_CHECK YOUR UNDERSTANDING_
1. Decide whether each statement below agrees with the wellness program text. For each of (a), (b) and (c), answer yes or no and quote the words of the text that decide it.
(a) A benefit broker can help an employer choose a healthcare plan suited to its employees.
(b) Smoking-related illness in the U.S. costs less than $100 billion a year.
(c) Asthma education interventions saved employers $36 for every dollar spent on the program.
2. Return, word for word, the part of the wellness program text that opens with the words containing "- CDC's Total" and closes with "in their worksites.".

_SELECTED TEXT_

==============================

Build Your Employee Wellness Program
Your business can realize a significant return on investment by providing a workplace wellness program dedicated to establishing a lung-friendly workplace. In many cases, creating a healthy workplace is a multi-step process that involves numerous people throughout different sectors of your organization.
Establish a Leadership Team to Address Employee Health
Because of the scope of this type of project, it is important to put together a team that consists of individuals from several disciplines within your company and outside of your organization including: health insurance providers, human resources staff, worksite wellness providers, employees and a benefit broker. A benefit broker can be a valuable addition to your team as they can show you how to choose the best healthcare plan that targets the needs of your employees.
This team could be responsible for the creation of a health needs assessment, making the business case for your employee health initiative, and setting and tracking your employee health initiative's goals and outcomes. This team could also serve as the "go-to" entity as issues surface in the workplace regarding smoking cessation programs, indoor and outdoor air quality, and policies and practices.
Conduct a Needs Assessment
A health needs assessment, which is a process to help you identify the health risks and conditions of your employees, can help prioritize key elements of a Workplace Wellness Program. Using asthma as an example, a health assessment can identify how many employees have asthma (prevalence), how employees manage their asthma (asthma knowledge and self-management practices), and employees' perceptions of changes in the work environment that may help improve disease management or productivity. An employer health insurance provider and worksite wellness provider can help develop assessment questions, and address workplace challenges or barriers.
- The Centers for Disease Control and Prevention (CDC) has a Workplace Health Model with information on conducting a needs assessment.
- CDC's Total Worker Health™ initiative has a National Institute for Occupational Safety and Health resource called Essential Elements of Effective Workplace Programs and Policies for Improving Worker Health and Wellbeing that provides guidance for employers to establish effective workplace programs that sustain and improve worker health.
- CDC's Environmental Assessment can help employers assess the physical features of the worksite, such as options for healthy eating, physical activity, smoking cessation and healthy indoor environments.
- Review the CDC's Worksite Health ScoreCard—a tool designed to help employers assess and improve health promotion in their worksites.
Make a Business Case for Your Health Initiative
Missed work days and lost worker productivity due to lung disease and tobacco use can be costly. Research shows that a focus on reducing smoking rates and helping employees manage their asthma can produce a significant return on your investment.
- Smoking-related illness in the U.S. costs more than $300 billion a year, including over $175 billion in direct medical care for adults and $156 billion in lost productivity.
- A randomized clinic trial of adults with asthma that received asthma education interventions in the clinic, by phone, or at home saved employers $36 in direct healthcare expenses and indirect costs for every dollar spent on the program.
Plan and Implement Your Initiative
To ensure success, create an implementation plan that includes your initiative's goals, the steps you will take and the individual responsible, and a timeline for their implementation.
Evaluate Your Health Initiative
Tracking your outcomes can aid in securing resources for expansion or continuation of an initiative from upper management and other stakeholders by highlighting positive health outcomes or money saved by the initiative. During the needs assessment process you can identify variables and their outcomes that you should track as you implement your initiative.
Apply to Receive Recognition
If you are a health plan, healthcare provider or community that has demonstrated leadership in managing environmental asthma triggers as part of your comprehensive workplace wellness program, apply to receive recognition for your important work Through the Environmental Protection Agency's National Environmental Leadership Award in Asthma Management.

==============================

_MATERIAL PROVIDED_
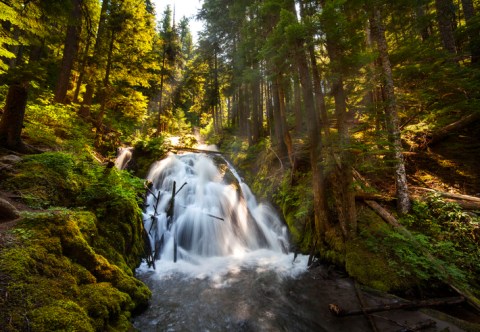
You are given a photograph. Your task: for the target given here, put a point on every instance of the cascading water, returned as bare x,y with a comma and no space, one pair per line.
197,210
231,272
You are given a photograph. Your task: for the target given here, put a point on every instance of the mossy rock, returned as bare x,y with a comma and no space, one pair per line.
63,315
56,279
104,303
372,269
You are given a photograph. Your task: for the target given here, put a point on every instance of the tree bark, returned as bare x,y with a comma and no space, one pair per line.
95,61
393,127
473,31
70,51
340,312
314,137
446,22
11,123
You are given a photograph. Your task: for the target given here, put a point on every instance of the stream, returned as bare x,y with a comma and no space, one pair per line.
222,262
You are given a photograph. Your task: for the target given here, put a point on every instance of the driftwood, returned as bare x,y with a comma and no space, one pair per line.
449,195
389,218
459,288
374,197
341,312
419,326
443,133
184,148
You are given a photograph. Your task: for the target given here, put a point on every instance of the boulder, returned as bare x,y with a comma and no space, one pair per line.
8,211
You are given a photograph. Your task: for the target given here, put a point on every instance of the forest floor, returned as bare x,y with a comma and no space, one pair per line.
452,165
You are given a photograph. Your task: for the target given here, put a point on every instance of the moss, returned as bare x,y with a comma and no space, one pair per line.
63,315
372,269
51,263
104,303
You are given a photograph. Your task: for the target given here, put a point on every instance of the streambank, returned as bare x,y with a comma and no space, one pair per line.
68,262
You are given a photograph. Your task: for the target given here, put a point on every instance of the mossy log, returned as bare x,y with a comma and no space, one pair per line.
7,211
460,288
341,312
450,195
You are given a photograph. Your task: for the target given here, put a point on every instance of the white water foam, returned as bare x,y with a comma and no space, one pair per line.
216,228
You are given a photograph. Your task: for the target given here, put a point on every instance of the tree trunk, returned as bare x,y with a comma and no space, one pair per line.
315,140
70,51
422,27
285,134
95,62
277,121
446,23
473,31
297,100
393,127
343,175
11,123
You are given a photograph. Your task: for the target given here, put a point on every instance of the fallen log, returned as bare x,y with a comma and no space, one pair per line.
184,148
420,326
458,287
338,311
360,195
449,195
383,213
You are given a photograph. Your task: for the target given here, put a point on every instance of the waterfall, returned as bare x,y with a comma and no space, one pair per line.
199,208
124,155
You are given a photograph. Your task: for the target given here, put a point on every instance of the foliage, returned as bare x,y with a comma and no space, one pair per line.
146,152
59,179
55,125
451,235
51,276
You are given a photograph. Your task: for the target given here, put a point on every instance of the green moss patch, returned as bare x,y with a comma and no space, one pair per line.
53,277
70,267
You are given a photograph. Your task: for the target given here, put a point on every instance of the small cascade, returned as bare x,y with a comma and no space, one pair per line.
199,207
124,155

==============================

_SOLUTIONS_
1.
(a) Yes: "A benefit broker can be a valuable addition to your team as they can show you how to choose the best healthcare plan that targets the needs of your employees."
(b) No: "Smoking-related illness in the U.S. costs more than $300 billion a year"
(c) Yes: "saved employers $36 in direct healthcare expenses and indirect costs for every dollar spent on the program"

2.
- CDC's Total Worker Health™ initiative has a National Institute for Occupational Safety and Health resource called Essential Elements of Effective Workplace Programs and Policies for Improving Worker Health and Wellbeing that provides guidance for employers to establish effective workplace programs that sustain and improve worker health.
- CDC's Environmental Assessment can help employers assess the physical features of the worksite, such as options for healthy eating, physical activity, smoking cessation and healthy indoor environments.
- Review the CDC's Worksite Health ScoreCard—a tool designed to help employers assess and improve health promotion in their worksites.